Start Input material

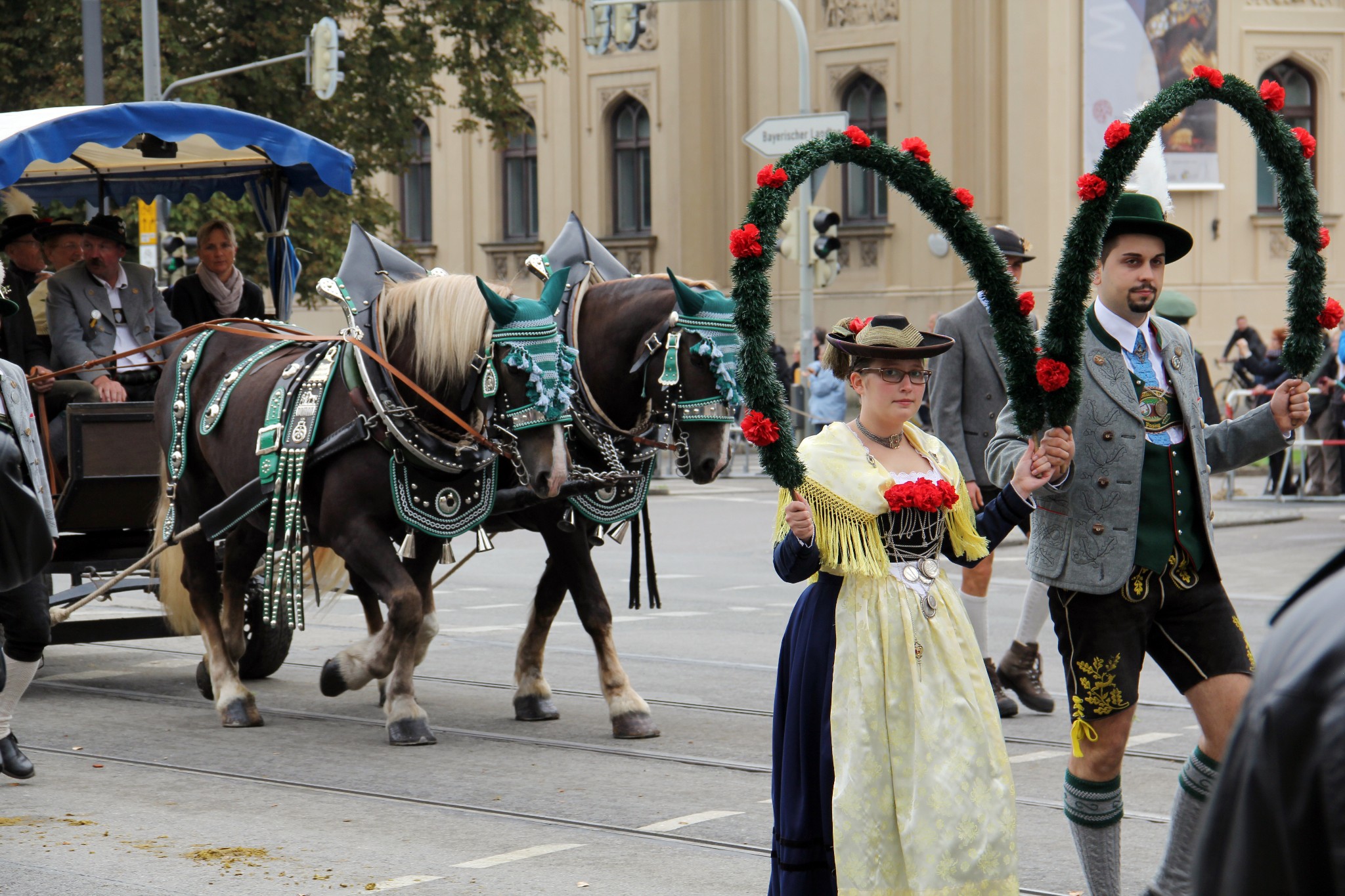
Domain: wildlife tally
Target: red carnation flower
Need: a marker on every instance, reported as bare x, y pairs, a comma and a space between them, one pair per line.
1214, 75
916, 148
1091, 187
1308, 141
1273, 95
857, 136
759, 429
744, 242
1332, 313
772, 177
1116, 132
1052, 373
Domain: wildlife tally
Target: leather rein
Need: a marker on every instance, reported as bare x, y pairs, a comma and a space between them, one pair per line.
280, 332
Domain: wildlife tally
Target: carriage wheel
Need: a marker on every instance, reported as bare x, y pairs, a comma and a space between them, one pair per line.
267, 645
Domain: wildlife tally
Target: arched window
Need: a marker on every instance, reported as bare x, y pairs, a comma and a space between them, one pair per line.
631, 168
1300, 112
865, 198
416, 187
521, 184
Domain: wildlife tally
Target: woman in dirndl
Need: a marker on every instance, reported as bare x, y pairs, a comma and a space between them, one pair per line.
889, 773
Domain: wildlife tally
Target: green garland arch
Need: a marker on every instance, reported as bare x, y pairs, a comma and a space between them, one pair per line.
1063, 333
934, 196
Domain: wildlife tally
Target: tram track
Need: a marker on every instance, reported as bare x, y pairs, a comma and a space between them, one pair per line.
676, 704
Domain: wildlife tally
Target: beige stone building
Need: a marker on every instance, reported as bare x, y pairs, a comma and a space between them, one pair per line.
642, 136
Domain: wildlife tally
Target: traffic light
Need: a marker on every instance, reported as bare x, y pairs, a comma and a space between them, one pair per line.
175, 259
324, 56
826, 247
787, 238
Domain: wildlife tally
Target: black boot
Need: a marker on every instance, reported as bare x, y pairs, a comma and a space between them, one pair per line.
1007, 708
12, 762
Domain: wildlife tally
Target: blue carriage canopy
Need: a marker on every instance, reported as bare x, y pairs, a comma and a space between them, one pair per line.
85, 154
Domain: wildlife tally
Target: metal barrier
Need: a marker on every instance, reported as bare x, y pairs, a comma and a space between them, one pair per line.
1300, 442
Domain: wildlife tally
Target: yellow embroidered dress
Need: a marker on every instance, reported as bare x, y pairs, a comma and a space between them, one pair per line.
889, 771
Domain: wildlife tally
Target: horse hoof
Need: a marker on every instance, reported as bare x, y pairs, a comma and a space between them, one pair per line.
535, 708
204, 685
331, 683
632, 726
241, 714
410, 733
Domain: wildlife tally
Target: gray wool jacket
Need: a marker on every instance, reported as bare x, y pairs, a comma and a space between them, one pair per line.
1084, 532
78, 335
967, 390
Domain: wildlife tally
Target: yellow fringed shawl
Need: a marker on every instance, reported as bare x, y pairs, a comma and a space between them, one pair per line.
845, 494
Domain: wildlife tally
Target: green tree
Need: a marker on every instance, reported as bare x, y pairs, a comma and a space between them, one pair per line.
399, 55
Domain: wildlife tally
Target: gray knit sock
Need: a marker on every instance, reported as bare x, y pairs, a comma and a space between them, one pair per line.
1095, 811
1196, 782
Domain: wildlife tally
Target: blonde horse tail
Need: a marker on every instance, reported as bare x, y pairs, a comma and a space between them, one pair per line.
169, 567
331, 571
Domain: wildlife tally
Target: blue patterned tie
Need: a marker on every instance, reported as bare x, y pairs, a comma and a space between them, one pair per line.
1138, 359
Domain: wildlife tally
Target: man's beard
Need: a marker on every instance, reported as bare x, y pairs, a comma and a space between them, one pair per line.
1139, 304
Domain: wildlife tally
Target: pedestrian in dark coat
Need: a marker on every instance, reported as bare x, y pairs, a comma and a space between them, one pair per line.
1274, 822
217, 289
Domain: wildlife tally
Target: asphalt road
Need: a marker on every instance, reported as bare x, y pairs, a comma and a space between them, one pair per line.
141, 790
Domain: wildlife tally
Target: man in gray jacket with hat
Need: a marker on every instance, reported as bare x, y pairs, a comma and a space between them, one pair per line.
1132, 575
104, 305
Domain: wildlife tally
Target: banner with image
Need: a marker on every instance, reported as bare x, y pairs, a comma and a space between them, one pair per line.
1133, 49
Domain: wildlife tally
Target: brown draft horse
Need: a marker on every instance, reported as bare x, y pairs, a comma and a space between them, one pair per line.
433, 330
613, 326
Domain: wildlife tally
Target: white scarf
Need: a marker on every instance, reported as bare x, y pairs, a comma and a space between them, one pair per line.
228, 293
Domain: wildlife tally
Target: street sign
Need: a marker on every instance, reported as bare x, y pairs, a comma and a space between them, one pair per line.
779, 135
148, 234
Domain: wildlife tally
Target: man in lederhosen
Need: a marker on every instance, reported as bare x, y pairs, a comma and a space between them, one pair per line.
27, 532
1126, 547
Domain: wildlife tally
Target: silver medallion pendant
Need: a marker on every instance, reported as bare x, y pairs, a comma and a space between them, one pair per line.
929, 606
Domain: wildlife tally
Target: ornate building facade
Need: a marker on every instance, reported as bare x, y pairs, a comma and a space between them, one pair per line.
640, 136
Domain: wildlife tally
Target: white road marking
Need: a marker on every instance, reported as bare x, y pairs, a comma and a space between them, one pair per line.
661, 614
490, 861
1040, 754
407, 880
673, 824
1151, 738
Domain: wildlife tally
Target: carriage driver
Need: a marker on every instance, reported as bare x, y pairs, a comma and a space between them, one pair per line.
27, 532
104, 305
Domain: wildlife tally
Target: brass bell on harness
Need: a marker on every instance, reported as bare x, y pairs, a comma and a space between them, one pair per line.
408, 550
618, 531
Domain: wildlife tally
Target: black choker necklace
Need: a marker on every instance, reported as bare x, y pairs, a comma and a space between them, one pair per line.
891, 441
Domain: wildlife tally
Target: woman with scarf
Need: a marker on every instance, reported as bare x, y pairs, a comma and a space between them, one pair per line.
217, 289
889, 769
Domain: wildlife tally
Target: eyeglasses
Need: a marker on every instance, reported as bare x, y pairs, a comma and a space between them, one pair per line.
894, 375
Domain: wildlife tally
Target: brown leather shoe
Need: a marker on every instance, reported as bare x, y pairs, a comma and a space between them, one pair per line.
1020, 671
1007, 708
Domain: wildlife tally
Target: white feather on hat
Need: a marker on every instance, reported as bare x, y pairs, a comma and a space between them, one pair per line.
1151, 175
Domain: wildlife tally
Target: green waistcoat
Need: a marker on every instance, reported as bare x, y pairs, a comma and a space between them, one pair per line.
1169, 507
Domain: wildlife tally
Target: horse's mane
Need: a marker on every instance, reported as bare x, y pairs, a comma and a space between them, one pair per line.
445, 317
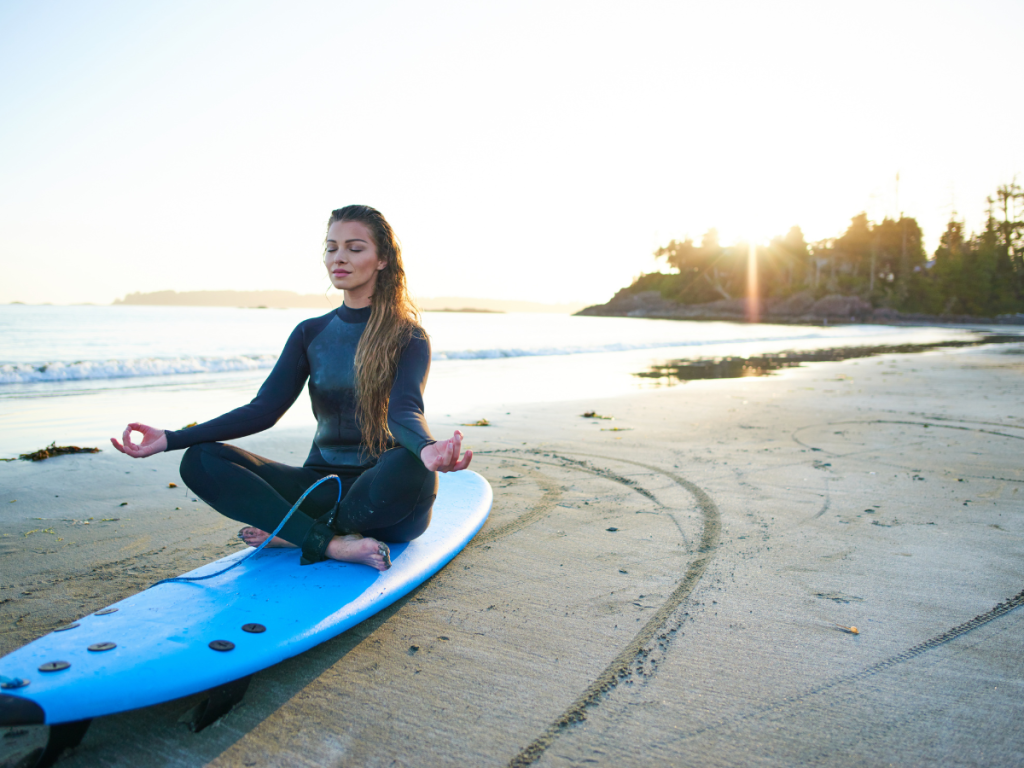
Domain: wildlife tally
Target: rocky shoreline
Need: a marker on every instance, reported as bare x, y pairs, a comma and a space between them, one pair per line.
801, 308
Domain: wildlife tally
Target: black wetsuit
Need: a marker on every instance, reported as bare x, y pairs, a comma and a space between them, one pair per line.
388, 499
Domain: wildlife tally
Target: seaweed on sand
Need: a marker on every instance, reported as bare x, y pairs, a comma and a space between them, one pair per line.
54, 450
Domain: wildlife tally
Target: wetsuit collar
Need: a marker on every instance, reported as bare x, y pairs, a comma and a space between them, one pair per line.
348, 314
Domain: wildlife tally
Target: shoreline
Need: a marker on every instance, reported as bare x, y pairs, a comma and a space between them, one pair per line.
700, 559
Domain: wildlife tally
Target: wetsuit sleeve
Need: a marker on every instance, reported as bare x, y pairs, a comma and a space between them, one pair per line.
274, 397
404, 410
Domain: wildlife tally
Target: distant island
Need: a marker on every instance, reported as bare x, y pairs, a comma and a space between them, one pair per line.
290, 299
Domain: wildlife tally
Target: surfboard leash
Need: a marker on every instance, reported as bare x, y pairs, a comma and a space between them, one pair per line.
265, 541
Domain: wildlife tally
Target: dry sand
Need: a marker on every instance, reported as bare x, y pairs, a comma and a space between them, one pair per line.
669, 594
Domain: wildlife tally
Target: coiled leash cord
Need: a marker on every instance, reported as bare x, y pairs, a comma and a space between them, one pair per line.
265, 541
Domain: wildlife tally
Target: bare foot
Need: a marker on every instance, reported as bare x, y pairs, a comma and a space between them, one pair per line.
255, 537
354, 548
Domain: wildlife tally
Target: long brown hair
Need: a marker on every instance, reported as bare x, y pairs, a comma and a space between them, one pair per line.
393, 321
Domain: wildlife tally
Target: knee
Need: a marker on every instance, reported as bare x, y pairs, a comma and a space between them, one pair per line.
400, 475
192, 470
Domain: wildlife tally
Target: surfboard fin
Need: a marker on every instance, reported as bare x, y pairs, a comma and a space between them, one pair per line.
218, 702
38, 745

End Input material

What you need to do
Copy out every line of the material above that contains the word "horse", matching case exactly.

Right answer
Target: horse hoof
Target: blonde horse tail
Target: brown draft horse
Target: horse's mane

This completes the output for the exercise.